- **QUOTED TEXT**:
'''
- Rule: before 899 – June/July 913
- Successor: Abu'l-Qasim Sa'id al-Jannabi overthrown by Abu Tahir al-Jannabi
- Born: 845/855 Jannaba, Arrajan Province
- Died: June/July 913 al-Ahsa
- Religion: Qarmatian Isma'ilism

= Abu Sa'id al-Jannabi =

10th-century ruler of Qarmatian state in Bahrayn

Abu Sa'id Hasan ibn Bahram al-Jannabi (أبو سعيد حسن بن بهرام الجنابي; 845/855–913/914) was an Arabized Persian Shia and the founder of the Qarmatian state in Bahrayn (an area comprising the eastern parts of modern Saudi Arabia as well as the Persian Gulf, overlapping the earlier historical Beth Qatraye region). By 899, his followers controlled large parts of the region, and in 900, he scored a major victory over an Abbasid army sent to subdue him. He captured the local capital, Hajar, in 903, and extended his rule south and east into Oman. He was assassinated in 913, and succeeded by his eldest son Sa'id.

His religious teachings and political activities are somewhat unclear, as they are reported by later and usually hostile sources, but he seems to have shared the millennialist Isma'ili belief about the imminent return of the mahdī, hostility to conventional Islamic rites and rituals, and to have based the Qarmatian society on the principles of communal ownership and egalitarianism, with a system of production and distribution overseen by appointed agents. The Qarmatian "republic" he founded would last until the late 11th century.
'''
Box-labeled dataset extracts:
'''
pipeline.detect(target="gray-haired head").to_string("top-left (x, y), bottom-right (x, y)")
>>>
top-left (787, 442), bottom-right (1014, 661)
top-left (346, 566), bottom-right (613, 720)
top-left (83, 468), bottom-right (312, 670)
'''
'''
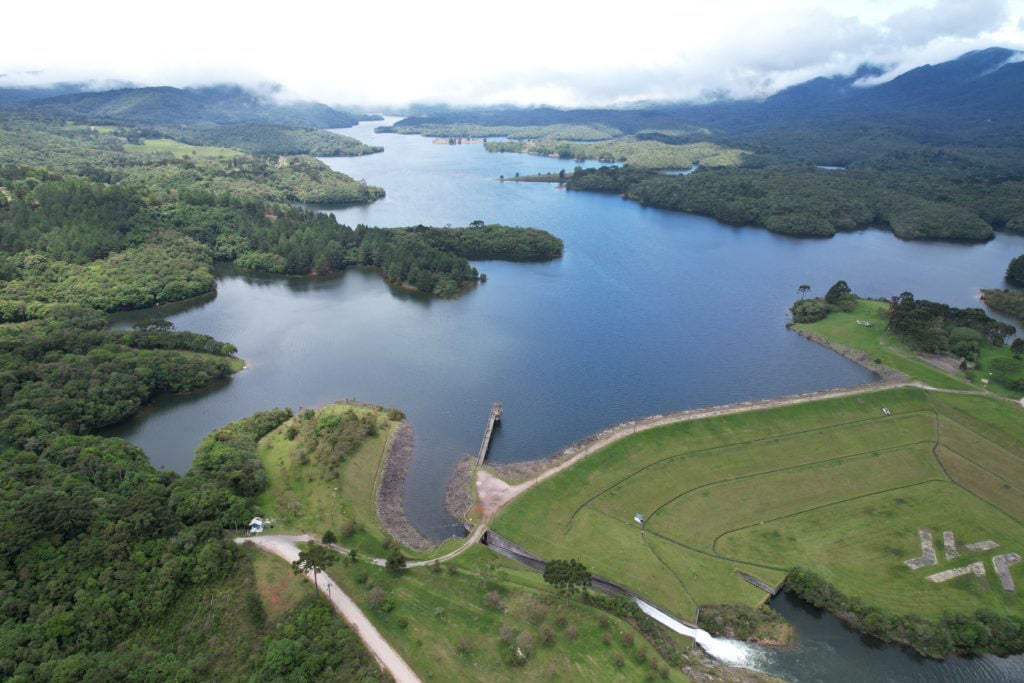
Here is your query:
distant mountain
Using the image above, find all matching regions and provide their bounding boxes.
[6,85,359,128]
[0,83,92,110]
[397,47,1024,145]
'''
- **CHALLENGE**:
In the text on Abu Sa'id al-Jannabi, duplicate the passage starting at "Abu Sa'id Hasan" and ending at "eldest son Sa'id.".

- **RESULT**:
Abu Sa'id Hasan ibn Bahram al-Jannabi (أبو سعيد حسن بن بهرام الجنابي; 845/855–913/914) was an Arabized Persian Shia and the founder of the Qarmatian state in Bahrayn (an area comprising the eastern parts of modern Saudi Arabia as well as the Persian Gulf, overlapping the earlier historical Beth Qatraye region). By 899, his followers controlled large parts of the region, and in 900, he scored a major victory over an Abbasid army sent to subdue him. He captured the local capital, Hajar, in 903, and extended his rule south and east into Oman. He was assassinated in 913, and succeeded by his eldest son Sa'id.